* begin TEXT EXTRACT *

## Thursday, November 30, 2006

### planned comparisons

Dag Tom,

het idee is om echt planned comparisons te doen, waardoor de error rate niet hoeft te worden aangepast (zoals wel gebeurt bij de simultaneous CI's methode).

Ik vond devolgende manier (op 't net) om planned comparisons te doen, wat denk je daarvan?;

cmat <- rbind("HL v LH" = c(0,1, -1, 0),"HH v LH/HL"=c(2,-1,-1,0), "LL v LH/HL"=c(0,-1,-1,2))
library(gmodels)
fit <-glm(ei2~kruising , contrasts=list("kruising"=make.contrasts(cmat)))
summary(fit)

groet
Nicola

## Tuesday, November 28, 2006

### planned comparisons

Hi Nicola,
you told me it's data on selection experiments. Are the data rally three blocks, meaning crosses between selection lines started from three different base populations?

If you write it like this:
model<-aov(egg~block+block:cross)
there there are no main effects for cross, and you only want to compare crosses within blocks. That means that you only want contrasts between different groups in the same block.

To compare these groups, first look at the coefficients of the model, and what they represent.
Reformulating the model like this probably makes comparisons easier:
model<-aov(egg~block:cross)
because all estimates are means per level.

With four crosses per block, are the coefficients of block 1, the first four coefficients in the model?
Say, you want to make simultaneous confidence intervals for all pairwise comparisons for this block:

# contrast matrix

cmatrix<-matrix(rep(0,6*4),nrow=6)
cmatrix[1,1]<-1;cmatrix[1,2]<--1;
cmatrix[2,1]<-1;cmatrix[2,3]<--1;
cmatrix[3,1]<-1;cmatrix[3,4]<--1;
cmatrix[4,2]<-1;cmatrix[4,3]<--1;
cmatrix[5,2]<-1;cmatrix[5,4]<--1;
cmatrix[6,3]<-1;cmatrix[6,4]<--1;

cmatrix

# when this matrix is multiplied with the vector of coefficients,
# every element of the result, is an estimated difference between two means.

# library(multcomp)

# psubset selects the parameters of the block you want to investigate.

simint(model,psubset=1:4,cmatrix=cmatrix)

You should probably make a contrast matrix for all 18 pairwise comparisons simultaneously.

cmatrix<-matrix(rep(0,3*6*4*3),nrow=3*6)

* end TEXT EXTRACT *
* begin INFORMATION SUPPLIED *

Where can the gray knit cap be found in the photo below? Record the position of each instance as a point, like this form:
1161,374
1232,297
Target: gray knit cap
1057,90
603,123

* end INFORMATION SUPPLIED *
* begin INFORMATION SUPPLIED *

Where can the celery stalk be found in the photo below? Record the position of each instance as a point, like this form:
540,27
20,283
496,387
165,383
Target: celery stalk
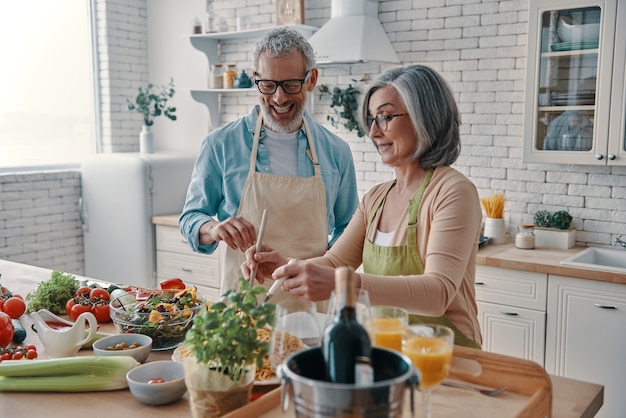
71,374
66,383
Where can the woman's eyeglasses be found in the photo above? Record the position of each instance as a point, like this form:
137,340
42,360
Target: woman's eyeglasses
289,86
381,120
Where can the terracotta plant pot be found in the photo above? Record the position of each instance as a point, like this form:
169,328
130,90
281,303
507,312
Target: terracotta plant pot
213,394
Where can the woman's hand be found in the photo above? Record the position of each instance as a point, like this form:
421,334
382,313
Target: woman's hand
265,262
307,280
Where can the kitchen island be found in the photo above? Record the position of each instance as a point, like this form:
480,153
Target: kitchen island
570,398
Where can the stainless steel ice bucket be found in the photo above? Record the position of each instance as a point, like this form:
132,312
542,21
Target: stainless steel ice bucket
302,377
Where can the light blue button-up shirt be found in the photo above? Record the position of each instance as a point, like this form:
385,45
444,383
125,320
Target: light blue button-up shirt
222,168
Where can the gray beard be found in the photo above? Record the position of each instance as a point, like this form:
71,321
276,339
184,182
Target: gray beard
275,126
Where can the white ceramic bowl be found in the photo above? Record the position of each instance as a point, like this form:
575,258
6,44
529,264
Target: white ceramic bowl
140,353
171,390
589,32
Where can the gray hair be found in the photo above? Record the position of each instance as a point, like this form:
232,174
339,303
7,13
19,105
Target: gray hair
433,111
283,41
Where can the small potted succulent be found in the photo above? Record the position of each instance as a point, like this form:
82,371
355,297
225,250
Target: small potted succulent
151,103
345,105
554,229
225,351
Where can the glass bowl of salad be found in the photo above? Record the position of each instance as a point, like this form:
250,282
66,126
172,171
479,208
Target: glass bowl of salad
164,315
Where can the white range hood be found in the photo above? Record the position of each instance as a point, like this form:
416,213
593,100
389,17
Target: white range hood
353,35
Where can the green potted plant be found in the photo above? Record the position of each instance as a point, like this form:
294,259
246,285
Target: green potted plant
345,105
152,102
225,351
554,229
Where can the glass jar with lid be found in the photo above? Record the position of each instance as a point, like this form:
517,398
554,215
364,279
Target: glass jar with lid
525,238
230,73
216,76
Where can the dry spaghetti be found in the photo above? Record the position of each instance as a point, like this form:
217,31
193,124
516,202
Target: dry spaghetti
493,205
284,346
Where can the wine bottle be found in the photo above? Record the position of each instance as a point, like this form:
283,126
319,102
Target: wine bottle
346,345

* end INFORMATION SUPPLIED *
* begin INFORMATION SUPPLIED *

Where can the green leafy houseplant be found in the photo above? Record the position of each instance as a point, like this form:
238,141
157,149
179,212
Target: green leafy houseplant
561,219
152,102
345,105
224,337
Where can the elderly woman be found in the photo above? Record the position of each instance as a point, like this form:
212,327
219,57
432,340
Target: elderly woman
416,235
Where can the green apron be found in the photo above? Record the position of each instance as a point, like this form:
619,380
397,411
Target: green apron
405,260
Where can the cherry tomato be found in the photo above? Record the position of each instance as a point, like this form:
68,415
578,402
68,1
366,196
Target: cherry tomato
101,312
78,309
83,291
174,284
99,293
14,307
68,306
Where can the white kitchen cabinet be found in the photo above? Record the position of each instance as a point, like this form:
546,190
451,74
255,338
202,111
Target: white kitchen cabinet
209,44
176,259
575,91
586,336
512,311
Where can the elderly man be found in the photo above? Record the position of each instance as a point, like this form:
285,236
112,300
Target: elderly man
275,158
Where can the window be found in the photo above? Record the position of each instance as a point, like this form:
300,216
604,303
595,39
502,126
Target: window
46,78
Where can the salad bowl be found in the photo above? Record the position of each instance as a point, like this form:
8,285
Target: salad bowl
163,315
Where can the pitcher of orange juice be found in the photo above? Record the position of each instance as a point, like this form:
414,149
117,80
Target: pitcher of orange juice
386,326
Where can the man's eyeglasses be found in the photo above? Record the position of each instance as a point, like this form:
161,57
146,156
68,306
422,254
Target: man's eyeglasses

* end INFORMATION SUPPLIED *

SHORT TASK: Summarize the planned comparisons thread in three sentences. Use only the text to do this.

SOLUTION TO THIS TASK: In the earlier post, Nicola is told that a model written as egg~block+block:cross has no main effects for cross, so only contrasts between groups in the same block are wanted, and that the form egg~block:cross makes comparisons easier because every estimate is a mean per level. That post builds a contrast matrix for all pairwise comparisons among the four crosses of one block, runs simint with psubset to pick that block's parameters, and suggests a matrix for all 18 pairwise comparisons at once. In the later reply, Nicola says the aim is true planned comparisons, so the error rate need not be adjusted as it is with simultaneous confidence intervals, and shares a method found online that uses make.contrasts from gmodels inside a glm fit.